### SELECTED TEXT
New California medical marijuana guidelines aim to flesh out vague law

August 31, 2008

Josh Richman , Oakland Tribune

Even as state Attorney General Jerry Brown was preparing to release new medical-marijuana guidelines praised by advocates, his narcotics agents were busting a Southern California dispensary.

Mixed messages? Not necessarily.

Both Brown and medical marijuana advocates say the guidelines issued last week finally flesh out the state's notoriously vague 1996 Compassionate Use Act and pose a threat only to illegal drug dealers using the voter-approved medical marijuana law as a smoke screen.

"We've always believed that dispensaries should be regulated as opposed to the 'Wild, Wild West' situation," said Americans for Safe Access Chief Counsel Joe Elford, who conferred with the state on the guidelines. "Many, if not most, of the clubs are already in compliance, and I think in the not-so-distant future the vast majority of them will be. They wanted guidelines, too, so they'd know what to do to comply with California law."

The most important part of these guidelines is the recognition that storefront medical marijuana dispensaries can operate legally, Elford said Thursday.

"It's our view, then, that localities passing outright bans on dispensaries are acting contrary to California law," he said.

Brown doesn't necessarily agree.

"I don't want to go beyond the guidelines," he said Friday, adding local dispensary bans are "a whole other question that I have to talk to my lawyers about, I don't want to give an opinion off the top of my head."

### TO DO
Decide whether each statement agrees with the article on California's medical marijuana guidelines, giving yes or no and quoting the deciding words: (a) Elford called the recognition that storefront dispensaries can operate legally the most important part of the guidelines; (b) Brown stated that local bans on dispensaries are contrary to California law; (c) the Compassionate Use Act dates from 1996.

### DATA SHOWN
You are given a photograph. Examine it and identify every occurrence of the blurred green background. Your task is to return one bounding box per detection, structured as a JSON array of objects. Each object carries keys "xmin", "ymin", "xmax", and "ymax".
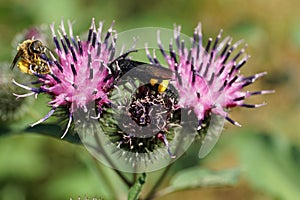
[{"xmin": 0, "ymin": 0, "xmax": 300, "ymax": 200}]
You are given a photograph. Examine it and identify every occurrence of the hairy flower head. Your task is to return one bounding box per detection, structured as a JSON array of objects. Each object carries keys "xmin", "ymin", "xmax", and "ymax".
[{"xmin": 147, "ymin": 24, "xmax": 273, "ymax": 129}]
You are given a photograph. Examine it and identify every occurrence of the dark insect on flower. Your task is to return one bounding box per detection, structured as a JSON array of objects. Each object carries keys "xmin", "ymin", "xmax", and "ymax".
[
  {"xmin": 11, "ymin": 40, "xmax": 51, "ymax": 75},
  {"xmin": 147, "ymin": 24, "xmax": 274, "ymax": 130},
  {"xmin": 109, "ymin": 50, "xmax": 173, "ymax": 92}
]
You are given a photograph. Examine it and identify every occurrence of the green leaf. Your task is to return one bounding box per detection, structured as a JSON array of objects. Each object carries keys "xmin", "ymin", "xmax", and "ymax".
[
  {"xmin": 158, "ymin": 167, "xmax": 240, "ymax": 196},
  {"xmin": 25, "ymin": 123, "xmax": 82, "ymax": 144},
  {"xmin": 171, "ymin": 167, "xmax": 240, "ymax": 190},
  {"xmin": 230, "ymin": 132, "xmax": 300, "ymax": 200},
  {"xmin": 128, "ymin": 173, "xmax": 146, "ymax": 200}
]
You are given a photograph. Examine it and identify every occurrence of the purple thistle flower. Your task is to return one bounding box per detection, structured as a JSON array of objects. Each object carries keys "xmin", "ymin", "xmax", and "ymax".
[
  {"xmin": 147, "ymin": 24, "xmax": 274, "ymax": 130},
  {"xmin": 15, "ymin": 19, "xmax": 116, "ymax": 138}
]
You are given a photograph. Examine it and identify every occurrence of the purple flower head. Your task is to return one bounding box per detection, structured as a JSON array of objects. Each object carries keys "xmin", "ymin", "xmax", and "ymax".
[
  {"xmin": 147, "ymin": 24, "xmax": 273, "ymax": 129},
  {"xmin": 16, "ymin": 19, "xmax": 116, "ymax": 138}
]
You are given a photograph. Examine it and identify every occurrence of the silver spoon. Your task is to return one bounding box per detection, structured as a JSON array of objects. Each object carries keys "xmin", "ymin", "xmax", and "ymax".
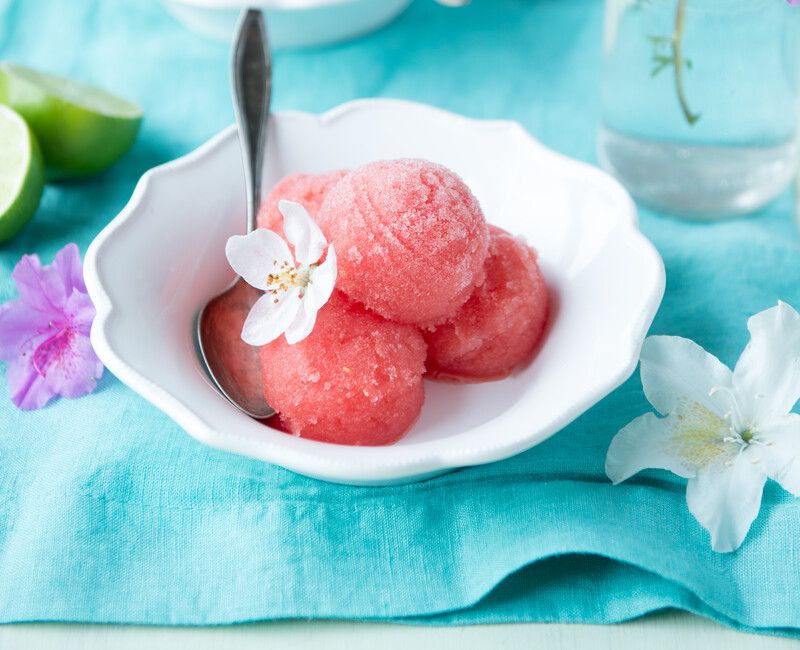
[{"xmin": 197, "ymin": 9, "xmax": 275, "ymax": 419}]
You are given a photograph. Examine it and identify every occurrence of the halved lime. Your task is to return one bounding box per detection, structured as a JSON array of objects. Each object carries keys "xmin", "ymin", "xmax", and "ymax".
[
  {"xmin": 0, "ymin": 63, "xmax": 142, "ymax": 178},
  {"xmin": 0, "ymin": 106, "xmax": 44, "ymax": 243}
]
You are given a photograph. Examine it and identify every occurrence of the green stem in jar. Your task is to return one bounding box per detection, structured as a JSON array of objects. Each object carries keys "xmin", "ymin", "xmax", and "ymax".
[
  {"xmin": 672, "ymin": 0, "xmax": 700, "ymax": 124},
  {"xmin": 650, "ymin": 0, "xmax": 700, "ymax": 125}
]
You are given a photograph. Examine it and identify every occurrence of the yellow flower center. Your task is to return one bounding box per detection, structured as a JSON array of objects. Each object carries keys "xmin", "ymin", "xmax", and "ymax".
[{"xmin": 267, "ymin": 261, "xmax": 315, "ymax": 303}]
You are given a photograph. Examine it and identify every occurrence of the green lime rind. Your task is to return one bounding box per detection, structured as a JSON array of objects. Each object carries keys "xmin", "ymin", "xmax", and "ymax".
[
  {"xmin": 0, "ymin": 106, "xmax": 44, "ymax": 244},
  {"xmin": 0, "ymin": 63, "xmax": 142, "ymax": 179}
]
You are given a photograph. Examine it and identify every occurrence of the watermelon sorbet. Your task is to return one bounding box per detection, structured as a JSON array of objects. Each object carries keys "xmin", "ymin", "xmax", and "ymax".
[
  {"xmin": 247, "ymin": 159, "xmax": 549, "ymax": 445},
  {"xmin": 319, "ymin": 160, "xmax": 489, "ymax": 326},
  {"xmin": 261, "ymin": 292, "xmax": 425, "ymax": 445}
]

### ANSWER BOX
(a) Yes: "The most important part of these guidelines is the recognition that storefront medical marijuana dispensaries can operate legally"
(b) No: "a whole other question that I have to talk to my lawyers about, I don't want to give an opinion off the top of my head"
(c) Yes: "the state's notoriously vague 1996 Compassionate Use Act"